• _Assignment_: Character for character, give back every line below.
Exercise inputs Block Start
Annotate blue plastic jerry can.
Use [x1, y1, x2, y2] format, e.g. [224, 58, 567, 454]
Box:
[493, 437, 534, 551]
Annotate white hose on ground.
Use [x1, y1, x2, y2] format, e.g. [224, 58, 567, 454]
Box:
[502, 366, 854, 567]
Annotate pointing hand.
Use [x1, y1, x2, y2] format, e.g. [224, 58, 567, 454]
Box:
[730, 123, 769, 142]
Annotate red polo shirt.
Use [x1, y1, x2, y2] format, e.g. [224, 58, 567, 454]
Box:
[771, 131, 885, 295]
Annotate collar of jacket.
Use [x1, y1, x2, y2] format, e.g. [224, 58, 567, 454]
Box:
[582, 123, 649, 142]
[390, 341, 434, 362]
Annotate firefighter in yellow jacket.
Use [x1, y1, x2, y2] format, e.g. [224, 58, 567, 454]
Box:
Exercise inputs Block End
• _Your solution_:
Annotate blue plastic jerry can.
Use [x1, y1, x2, y2] format, e.g. [224, 58, 567, 454]
Box:
[493, 437, 534, 551]
Annotate white hose on ground.
Use [x1, y1, x2, y2] format, e.g. [224, 58, 567, 454]
Box:
[502, 366, 854, 567]
Annotate pointing hand.
Use [x1, y1, x2, y2] format, e.g. [224, 58, 567, 454]
Box:
[730, 123, 769, 142]
Annotate red polo shirt.
Use [x1, y1, x2, y2] format, e.g. [224, 58, 567, 454]
Box:
[771, 131, 885, 295]
Annotate collar of jacket.
Use [x1, y1, x2, y2] format, e.g. [224, 58, 567, 454]
Box:
[582, 123, 649, 142]
[390, 341, 434, 362]
Annotate firefighter in yellow jacket.
Use [x1, y1, x2, y2] format, e.g. [224, 58, 567, 454]
Box:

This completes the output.